▶ **Extrahierter Text**:
____

# Schwimmteichbau - es geht los ... HILFE!!!!



## HOBI (12. Apr. 2010)

Hallo zusammen,

da es bei uns in den nächsten Tagen ernst wird und mir schon ein wenig mulmig zumute wird, wollte ich noch kurz mein Projekt hier vorstellen… vielleicht hat noch jemand den ein oder anderen Tipp für mich… vermutlich werden in nächster Zeit noch einige Fragen auftauchen…

Also so siehts derzeit aus:
Wir haben den Schwimmbereich unseres künftigen Schwimmteichs gemauert. Die Oberkante soll ca. 40cm unter dem fertigen Wasserspiegel liegen (derzeit noch nicht erkennbar, da der Humus auf unserem Grundstück noch fehlt)

Auf dem Bild haben wir den ungefähren Teichrand rot eingezeichnet.
Technik: Hydroclearset1 von Ralf Glenk – Skimmer (links, das vordere weiße Kästchen) – Pumpenschacht (links, das hintere weiße Kästchen) Mit einem Schlauch, der im Teich unter dem Kies verlegt wird, gelangt das Wasser in die Ausströmerrohre. (rechts, schwarz-grüne Spinne)

Ich werde versuchen, morgen noch eine Skizze einzustellen, mit den verschiedenen Tiefen im Regenerationsbereich.
Eine Teichbaufirma (die die Folie verlegen wird) meinte, daß es gut wäre, wenn jemand von ihnen beim baggern dabei wäre, weil man hier viel falsch machen kann… unser Baggerfahrer ist eigentlich sehr erfahren und wir denken, daß wir es auch alleine schaffen werden – nur mit unserer Skizze. Was denkt Ihr??

____

▶ **Bereitgestellte Daten**:
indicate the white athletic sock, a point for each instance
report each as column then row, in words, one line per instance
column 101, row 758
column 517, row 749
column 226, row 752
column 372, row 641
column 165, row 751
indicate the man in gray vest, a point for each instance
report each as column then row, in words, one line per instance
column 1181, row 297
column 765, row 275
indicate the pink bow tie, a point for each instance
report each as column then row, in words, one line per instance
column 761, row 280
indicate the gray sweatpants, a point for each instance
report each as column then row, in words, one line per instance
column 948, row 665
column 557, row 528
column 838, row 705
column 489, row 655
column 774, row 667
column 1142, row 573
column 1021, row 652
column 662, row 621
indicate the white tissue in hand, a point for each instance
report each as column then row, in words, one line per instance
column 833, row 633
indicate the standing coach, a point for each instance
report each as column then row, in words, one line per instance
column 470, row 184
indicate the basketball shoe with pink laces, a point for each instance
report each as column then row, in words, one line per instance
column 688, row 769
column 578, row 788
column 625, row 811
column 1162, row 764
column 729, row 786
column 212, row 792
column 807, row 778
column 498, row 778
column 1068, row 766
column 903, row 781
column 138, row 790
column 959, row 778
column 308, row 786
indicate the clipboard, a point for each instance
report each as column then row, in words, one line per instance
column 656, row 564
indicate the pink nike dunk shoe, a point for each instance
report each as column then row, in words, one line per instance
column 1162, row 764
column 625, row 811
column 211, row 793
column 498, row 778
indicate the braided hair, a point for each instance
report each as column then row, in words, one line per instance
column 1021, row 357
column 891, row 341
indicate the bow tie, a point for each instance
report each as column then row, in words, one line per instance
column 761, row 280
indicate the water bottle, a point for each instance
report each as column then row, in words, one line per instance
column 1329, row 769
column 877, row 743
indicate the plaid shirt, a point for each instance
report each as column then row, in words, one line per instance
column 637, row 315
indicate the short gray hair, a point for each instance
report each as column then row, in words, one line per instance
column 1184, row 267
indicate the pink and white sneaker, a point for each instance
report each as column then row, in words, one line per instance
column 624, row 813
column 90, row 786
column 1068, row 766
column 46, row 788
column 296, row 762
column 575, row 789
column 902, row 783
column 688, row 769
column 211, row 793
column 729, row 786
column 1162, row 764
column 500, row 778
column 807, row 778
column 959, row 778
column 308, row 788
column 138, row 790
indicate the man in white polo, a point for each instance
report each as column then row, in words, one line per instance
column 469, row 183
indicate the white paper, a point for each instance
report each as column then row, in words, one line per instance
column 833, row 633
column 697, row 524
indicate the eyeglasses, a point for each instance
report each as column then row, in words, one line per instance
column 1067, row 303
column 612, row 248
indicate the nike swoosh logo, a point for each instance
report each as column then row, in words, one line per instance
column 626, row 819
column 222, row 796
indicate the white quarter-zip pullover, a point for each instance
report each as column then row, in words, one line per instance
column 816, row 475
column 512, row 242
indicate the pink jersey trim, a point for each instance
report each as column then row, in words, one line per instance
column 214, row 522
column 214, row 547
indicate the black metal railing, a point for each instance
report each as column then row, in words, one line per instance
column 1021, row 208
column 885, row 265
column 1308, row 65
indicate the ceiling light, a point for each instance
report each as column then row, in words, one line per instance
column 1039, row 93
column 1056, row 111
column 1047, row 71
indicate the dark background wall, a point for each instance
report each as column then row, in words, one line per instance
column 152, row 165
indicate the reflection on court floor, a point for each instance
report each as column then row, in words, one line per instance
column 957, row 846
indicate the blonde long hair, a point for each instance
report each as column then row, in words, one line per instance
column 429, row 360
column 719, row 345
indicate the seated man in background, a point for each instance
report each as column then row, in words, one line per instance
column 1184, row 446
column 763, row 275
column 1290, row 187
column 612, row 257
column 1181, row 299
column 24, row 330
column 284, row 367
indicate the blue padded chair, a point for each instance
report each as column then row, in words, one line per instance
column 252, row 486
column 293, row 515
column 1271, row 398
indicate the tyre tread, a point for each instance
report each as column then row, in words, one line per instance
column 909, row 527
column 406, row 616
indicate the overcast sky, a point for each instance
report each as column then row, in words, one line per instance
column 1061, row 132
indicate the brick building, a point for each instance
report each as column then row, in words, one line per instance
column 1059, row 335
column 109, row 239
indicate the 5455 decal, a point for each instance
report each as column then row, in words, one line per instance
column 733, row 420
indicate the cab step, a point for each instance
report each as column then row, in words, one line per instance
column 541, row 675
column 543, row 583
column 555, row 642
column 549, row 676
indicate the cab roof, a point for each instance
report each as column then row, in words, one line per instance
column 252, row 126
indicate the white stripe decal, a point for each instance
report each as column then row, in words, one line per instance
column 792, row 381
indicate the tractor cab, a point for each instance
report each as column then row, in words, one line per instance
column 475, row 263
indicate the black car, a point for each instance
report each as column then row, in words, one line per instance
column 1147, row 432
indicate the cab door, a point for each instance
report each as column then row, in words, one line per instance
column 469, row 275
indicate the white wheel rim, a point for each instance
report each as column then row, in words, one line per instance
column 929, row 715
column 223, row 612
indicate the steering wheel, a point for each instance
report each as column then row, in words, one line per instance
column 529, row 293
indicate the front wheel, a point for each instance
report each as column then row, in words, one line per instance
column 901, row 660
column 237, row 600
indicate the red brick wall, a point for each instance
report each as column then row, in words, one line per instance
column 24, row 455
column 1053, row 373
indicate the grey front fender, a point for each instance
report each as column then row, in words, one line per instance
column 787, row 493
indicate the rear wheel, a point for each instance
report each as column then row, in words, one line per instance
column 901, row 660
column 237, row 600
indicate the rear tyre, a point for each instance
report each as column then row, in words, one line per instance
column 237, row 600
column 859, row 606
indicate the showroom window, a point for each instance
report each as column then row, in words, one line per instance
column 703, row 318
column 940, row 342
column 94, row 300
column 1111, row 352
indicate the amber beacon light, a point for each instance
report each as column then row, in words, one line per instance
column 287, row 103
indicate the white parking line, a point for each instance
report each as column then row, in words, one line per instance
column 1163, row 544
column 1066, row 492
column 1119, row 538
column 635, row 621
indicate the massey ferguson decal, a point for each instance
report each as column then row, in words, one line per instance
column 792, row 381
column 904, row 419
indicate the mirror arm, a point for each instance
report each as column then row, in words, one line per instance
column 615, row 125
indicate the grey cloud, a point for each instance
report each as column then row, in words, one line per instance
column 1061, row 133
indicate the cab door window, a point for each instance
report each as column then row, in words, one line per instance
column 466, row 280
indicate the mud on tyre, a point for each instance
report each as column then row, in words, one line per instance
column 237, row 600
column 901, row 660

____

▶ **Aufgabenliste**:
(a) Schreib den Forumsbeitrag zum Schwimmteichbau von „## HOBI (12.“ bis „(rechts, schwarz-grüne Spinne)“ noch einmal ab und tausche dabei „Pumpenschacht“ gegen „Filterschacht“ aus.
(b) Wie weit unter dem fertigen Wasserspiegel soll laut Forumsbeitrag zum Schwimmteichbau die Oberkante des gemauerten Schwimmbereichs liegen?
(c) Zähl alle Bauteile auf, die der Forumsbeitrag zum Schwimmteichbau unter „Technik“ nennt, ohne das Set selbst.

▶ **Lösungen je Aufgabe**:
(a)
## HOBI (12. Apr. 2010)

Hallo zusammen,

da es bei uns in den nächsten Tagen ernst wird und mir schon ein wenig mulmig zumute wird, wollte ich noch kurz mein Projekt hier vorstellen… vielleicht hat noch jemand den ein oder anderen Tipp für mich… vermutlich werden in nächster Zeit noch einige Fragen auftauchen…

Also so siehts derzeit aus:
Wir haben den Schwimmbereich unseres künftigen Schwimmteichs gemauert. Die Oberkante soll ca. 40cm unter dem fertigen Wasserspiegel liegen (derzeit noch nicht erkennbar, da der Humus auf unserem Grundstück noch fehlt)

Auf dem Bild haben wir den ungefähren Teichrand rot eingezeichnet.
Technik: Hydroclearset1 von Ralf Glenk – Skimmer (links, das vordere weiße Kästchen) – Filterschacht (links, das hintere weiße Kästchen) Mit einem Schlauch, der im Teich unter dem Kies verlegt wird, gelangt das Wasser in die Ausströmerrohre. (rechts, schwarz-grüne Spinne)

(b) Etwa 40 cm.

(c) Skimmer, Pumpenschacht, Schlauch, Ausströmerrohre